> O que fazer:
**a.** Cite, sem alterar nada, tudo o que vai de "Vocês se falam" até "apaixonado ou apimentado." na entrevista.
**b.** Resuma a entrevista em duas frases.
**c.** Na entrevista, quem propôs continuar com os encontros de 15 em 15 dias depois da volta ao Rio?

> Trecho da fonte:
══════

Sempre achei dificílimo manter o amor na relação cotidiana. Os desgastes das banalidades do dia a dia me distraíam completamente das coisas boas do relacionamento e, quando dava por mim, as relações estavam acomodadas e, o que mais incomodava — a mim e ao parceiro — sem tesão.

Mas o amor continuava?
Sim. Só que virava uma relação de muito amor, mas de amor fraterno. Mesmo morando em casas separadas percebi que eu trazia pra relação os mesmos vícios dos casamentos anteriores, sobretudo a patrulha e o certificado de propriedade. E era justamente essa sensação de posse que amornava a forma com que eu me relacionava.

O que os amigos dizem desse namoro?
Interessante que algumas pessoas confundem e acham que evitamos uma relação mais profunda, quando é justamente o contrário. A liberdade de
sermos quem somos nos aproxima demais. Tenho certeza de que posso contar com ele para o que eu precisar e a qualquer hora, e vice-versa.

Como surgiu esse relacionamento tão diferente da maioria?
Como ele estava em Brasília, nos encontrávamos de 15 em 15 dias, o que era ótimo, pois no fim de semana que não nos encontrávamos, eu podia continuar fazendo as coisas de que gostava e que não incluem o outro: meu trabalho (que amo!), os encontros com amigos que não têm a ver com ele, um domingo de leitura e estudo, uma caminhada solitária pela Lagoa [Rodrigo de Freitas, no Rio de Janeiro] etc. Tudo sempre foi muito leve, divertido, pois nos damos bem e temos temperamentos semelhantes. Depois dos 50, não há mais como a gente se juntar para o desprazer, né? Descobrimos que adoramos viajar e somos excelentes companheiros de viagem. Então, vivemos com o pé no mundo, sempre que podemos.

O que fez vocês decidirem, apesar de morarem na mesma cidade, se encontrarem somente de 15 em 15 dias?
Passados uns três anos desse namoro, ele veio transferido de volta pro Rio. Daí, crise no casal: como passar a se ver toda semana?!? Ficamos um pouco preocupados dessa proximidade mudar as coisas entre a gente, pois estávamos muito acostumados com os encontros quinzenais. Foi então que Fred propôs: "E não dá pra gente continuar se vendo de 15 em 15 dias?".  Nossa! Aquilo foi espetacular! Realmente, não tinha sentido mudar nada, só porque ele ia voltar pro Rio. Então, nos mantemos até hoje com esse jeito de levar a vida a dois, mesmo morando a 20 minutos de distância um do outro.

Vocês se falam nesse intervalo?
Mandamos torpedos ou nos telefonamos quando dá saudade mesmo. Não temos a menor obrigação de nada. Fred abomina aquela pergunta "O que você fez hoje?", e eu o entendo. Um não tem que saber, burocrática e obrigatoriamente, do dia do outro. Às vezes passamos horas no telefone! Ambos falamos muito. Mas não há uma frequência. A saudade é o que determina, mesmo. E é uma delícia quando, no meio do dia, aparece um torpedo apaixonado ou apimentado.

══════

> Material apresentado:
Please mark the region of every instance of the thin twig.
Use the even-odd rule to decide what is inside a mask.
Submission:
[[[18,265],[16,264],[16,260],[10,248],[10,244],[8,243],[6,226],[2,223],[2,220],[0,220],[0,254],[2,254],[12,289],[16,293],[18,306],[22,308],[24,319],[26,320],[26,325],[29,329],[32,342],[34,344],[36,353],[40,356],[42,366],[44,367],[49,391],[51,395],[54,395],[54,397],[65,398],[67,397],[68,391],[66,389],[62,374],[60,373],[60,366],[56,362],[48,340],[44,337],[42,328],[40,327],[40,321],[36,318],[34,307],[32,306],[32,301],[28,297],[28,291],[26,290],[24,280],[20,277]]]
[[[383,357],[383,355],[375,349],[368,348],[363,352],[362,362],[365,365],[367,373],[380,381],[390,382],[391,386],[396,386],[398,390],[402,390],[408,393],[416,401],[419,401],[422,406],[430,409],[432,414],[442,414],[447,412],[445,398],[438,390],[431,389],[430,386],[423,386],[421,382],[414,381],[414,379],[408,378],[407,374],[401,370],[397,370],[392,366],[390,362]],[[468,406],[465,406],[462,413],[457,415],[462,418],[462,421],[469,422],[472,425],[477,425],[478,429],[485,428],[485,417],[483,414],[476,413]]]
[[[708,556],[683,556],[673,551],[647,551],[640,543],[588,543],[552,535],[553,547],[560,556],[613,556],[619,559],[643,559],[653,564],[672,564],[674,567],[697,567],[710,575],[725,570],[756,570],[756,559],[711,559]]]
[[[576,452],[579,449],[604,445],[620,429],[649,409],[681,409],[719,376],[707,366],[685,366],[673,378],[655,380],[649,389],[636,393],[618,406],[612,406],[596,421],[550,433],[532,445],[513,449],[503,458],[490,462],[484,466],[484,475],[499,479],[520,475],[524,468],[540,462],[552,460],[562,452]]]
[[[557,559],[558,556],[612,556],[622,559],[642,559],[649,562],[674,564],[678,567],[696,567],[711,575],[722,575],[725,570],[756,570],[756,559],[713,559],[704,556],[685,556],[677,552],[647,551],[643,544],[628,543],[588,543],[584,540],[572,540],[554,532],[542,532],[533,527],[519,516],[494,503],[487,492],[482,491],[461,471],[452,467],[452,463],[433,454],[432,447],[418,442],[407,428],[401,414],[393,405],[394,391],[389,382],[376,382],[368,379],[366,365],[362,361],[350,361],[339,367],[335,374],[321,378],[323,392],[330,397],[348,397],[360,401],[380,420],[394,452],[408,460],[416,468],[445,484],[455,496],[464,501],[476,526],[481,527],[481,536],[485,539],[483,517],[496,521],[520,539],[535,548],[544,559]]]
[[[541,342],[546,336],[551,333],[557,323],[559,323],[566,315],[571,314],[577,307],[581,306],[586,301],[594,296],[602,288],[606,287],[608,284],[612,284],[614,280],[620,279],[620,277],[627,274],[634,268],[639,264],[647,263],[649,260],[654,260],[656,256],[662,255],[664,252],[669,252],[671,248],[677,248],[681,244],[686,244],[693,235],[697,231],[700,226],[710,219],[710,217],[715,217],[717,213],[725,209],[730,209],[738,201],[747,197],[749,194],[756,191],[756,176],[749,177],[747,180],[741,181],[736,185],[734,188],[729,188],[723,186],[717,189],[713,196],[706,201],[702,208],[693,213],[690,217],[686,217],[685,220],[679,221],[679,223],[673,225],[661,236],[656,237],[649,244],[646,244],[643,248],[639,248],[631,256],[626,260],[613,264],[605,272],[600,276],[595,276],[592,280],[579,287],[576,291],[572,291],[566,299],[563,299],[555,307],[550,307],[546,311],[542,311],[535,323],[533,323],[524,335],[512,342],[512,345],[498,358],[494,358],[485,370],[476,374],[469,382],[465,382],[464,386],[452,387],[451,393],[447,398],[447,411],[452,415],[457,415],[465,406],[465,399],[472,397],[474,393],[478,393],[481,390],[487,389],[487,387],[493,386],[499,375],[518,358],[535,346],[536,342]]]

══════

> Lista de respostas:
**a.**
Vocês se falam nesse intervalo?
Mandamos torpedos ou nos telefonamos quando dá saudade mesmo. Não temos a menor obrigação de nada. Fred abomina aquela pergunta "O que você fez hoje?", e eu o entendo. Um não tem que saber, burocrática e obrigatoriamente, do dia do outro. Às vezes passamos horas no telefone! Ambos falamos muito. Mas não há uma frequência. A saudade é o que determina, mesmo. E é uma delícia quando, no meio do dia, aparece um torpedo apaixonado ou apimentado.

**b.** A pessoa entrevistada conta que a sensação de posse amornava seus relacionamentos e que, enquanto Fred estava em Brasília, os dois se encontravam de 15 em 15 dias. Quando ele voltou transferido para o Rio, decidiram manter os encontros quinzenais, e no intervalo só se falam quando sentem saudade.

**c.** Foi Fred quem propôs.